* Job
Show every line of the entries below that contains the word "please", matching its case.

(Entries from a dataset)

· · · · · · ·

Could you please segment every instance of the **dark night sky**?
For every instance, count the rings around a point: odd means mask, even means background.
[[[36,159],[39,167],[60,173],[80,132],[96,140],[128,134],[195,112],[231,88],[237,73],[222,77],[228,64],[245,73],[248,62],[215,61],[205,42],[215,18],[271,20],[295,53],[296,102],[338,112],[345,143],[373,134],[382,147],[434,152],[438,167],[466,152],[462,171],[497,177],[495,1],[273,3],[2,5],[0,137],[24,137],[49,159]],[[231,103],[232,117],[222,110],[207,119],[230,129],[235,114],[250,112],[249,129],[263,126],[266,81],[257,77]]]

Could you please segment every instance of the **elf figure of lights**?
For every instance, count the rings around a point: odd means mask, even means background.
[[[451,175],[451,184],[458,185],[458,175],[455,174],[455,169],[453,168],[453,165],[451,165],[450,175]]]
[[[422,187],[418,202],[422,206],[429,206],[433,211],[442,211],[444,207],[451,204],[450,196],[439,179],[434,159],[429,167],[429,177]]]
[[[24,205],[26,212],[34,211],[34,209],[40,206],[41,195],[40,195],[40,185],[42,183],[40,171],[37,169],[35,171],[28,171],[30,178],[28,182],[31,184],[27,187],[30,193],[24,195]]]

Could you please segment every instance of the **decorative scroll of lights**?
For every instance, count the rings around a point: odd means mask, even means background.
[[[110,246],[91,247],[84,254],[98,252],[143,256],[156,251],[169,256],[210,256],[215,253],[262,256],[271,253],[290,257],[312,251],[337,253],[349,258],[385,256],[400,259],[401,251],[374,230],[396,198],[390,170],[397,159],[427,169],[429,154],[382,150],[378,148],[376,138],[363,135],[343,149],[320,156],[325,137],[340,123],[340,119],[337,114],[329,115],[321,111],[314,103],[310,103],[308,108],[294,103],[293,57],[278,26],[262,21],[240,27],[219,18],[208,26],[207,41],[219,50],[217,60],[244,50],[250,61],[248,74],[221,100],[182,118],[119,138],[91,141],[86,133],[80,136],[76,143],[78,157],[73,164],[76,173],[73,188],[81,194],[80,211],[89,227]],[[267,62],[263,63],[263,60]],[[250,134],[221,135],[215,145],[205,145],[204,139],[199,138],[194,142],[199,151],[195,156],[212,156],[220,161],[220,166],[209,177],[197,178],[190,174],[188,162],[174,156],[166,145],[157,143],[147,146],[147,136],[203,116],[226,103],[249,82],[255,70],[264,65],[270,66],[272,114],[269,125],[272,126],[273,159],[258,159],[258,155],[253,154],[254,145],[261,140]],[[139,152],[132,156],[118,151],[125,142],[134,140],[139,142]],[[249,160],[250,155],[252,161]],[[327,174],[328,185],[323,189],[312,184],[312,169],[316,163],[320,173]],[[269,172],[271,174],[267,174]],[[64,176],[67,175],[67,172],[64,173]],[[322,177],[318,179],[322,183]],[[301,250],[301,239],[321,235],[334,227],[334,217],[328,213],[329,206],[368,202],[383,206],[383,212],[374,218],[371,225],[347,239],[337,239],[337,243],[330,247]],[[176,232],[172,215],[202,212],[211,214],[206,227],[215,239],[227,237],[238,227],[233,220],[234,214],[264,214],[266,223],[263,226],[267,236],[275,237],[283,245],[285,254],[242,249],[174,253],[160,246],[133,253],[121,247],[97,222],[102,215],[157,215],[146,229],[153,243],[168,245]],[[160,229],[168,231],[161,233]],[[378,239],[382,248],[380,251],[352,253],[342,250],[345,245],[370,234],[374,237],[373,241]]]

· · · · · · ·

* Problem solution
Could you please segment every instance of the **dark night sky**?
Could you please segment every instance of the **elf figure of lights**?
Could you please segment every instance of the **decorative scroll of lights**?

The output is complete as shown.